**GOAL A**
Copy the records word for word, starting at their first line and ending with the line that contains "[(279, 157), (170, 130), (315, 158)]".

**TEXT SHOWN**
================================
Rice students, alumni, faculty, and staff joined these conversations in numerous forums: in their courses and colleges, on social media, through campus demonstrations, and in task forces specific to schools, departments, athletic teams, and student or alumni organizations. In some cases, these conversations raised constructive new questions that the Rice community has seldom asked or grappled with collectively before, such as whether a statue of William Marsh Rice belongs at the center of the academic quad. In other cases, the events of the past year cast new light on issues of long-standing concern, such as the representation of and support for Black students and faculty on campus.

All of these events also influenced the conversations of our steering committee, which met as a group ten times in 2020. Meanwhile, members of the Task Force worked diligently outside these plenary meetings to fulfill the charge that was laid out for us a year and a half ago.
================================
**RAW DATA**
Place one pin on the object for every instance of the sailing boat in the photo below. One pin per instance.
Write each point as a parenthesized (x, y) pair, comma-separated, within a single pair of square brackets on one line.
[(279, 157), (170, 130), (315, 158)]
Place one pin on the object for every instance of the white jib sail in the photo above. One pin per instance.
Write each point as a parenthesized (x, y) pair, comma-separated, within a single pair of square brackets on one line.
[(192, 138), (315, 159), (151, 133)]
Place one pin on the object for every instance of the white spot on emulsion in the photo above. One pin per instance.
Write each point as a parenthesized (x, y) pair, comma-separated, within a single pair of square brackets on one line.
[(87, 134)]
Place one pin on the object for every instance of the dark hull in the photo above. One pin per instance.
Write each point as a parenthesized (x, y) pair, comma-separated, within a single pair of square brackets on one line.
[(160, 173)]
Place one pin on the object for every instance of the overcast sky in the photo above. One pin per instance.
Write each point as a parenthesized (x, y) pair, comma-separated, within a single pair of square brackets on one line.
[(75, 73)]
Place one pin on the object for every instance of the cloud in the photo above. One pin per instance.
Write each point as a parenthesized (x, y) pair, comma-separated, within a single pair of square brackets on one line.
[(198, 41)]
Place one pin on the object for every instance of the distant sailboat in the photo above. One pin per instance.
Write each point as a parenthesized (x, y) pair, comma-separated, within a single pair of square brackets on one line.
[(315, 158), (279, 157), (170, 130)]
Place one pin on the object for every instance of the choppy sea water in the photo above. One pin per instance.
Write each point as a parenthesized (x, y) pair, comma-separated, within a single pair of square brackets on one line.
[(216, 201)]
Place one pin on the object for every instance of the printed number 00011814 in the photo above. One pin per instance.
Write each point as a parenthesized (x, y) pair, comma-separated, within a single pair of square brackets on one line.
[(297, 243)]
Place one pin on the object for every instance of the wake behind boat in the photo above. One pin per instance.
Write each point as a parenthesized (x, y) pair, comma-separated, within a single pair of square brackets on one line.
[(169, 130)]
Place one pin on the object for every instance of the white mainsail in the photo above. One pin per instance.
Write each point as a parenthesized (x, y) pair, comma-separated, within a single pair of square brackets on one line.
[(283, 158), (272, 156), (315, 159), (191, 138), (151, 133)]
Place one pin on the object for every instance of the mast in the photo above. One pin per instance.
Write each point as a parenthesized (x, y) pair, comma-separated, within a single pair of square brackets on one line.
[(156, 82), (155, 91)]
================================
**GOAL B**
Pick up the passage about the Rice community's conversations and its task force where it stops, and keep writing.

**RIGHT ANSWER A**
Place one pin on the object for every instance of the sailing boat in the photo below. One pin per instance.
Write each point as a parenthesized (x, y) pair, comma-separated, within a single pair of square brackets on one line.
[(279, 157), (170, 130), (315, 158)]

**RIGHT ANSWER B**
Programming

The most visible products of this work can be reviewed at our website, which includes full video-recordings of six public presentations sponsored by the Task Force and featuring Rice students, alumni, faculty, and preeminent guest scholars. These wide-ranging discussions offer incisive and often moving context to the issues at the heart of our work, and are excellent introductions to some of the questions with which the Task Force is presently grappling. From the website, it is also possible to closely follow our research activity by subscribing to our Doc Talks podcast or by attending the weekly Friday webinars that form the basis of each podcast episode. The podcast will eventually include recordings of all eleven of the Friday Doc Talks webinars we hosted in Fall 2020.  Several of these weekly discussions featured research that Rice students themselves have conducted, either in courses taught by the Task Force Co-Chairs or in the Racial Geography Project research collective led by Art History graduate student Adrienne Rooney and Art History Associate Professor, Hanszen Magister, and Steering Committee member Dr. Fabiola López-Durán.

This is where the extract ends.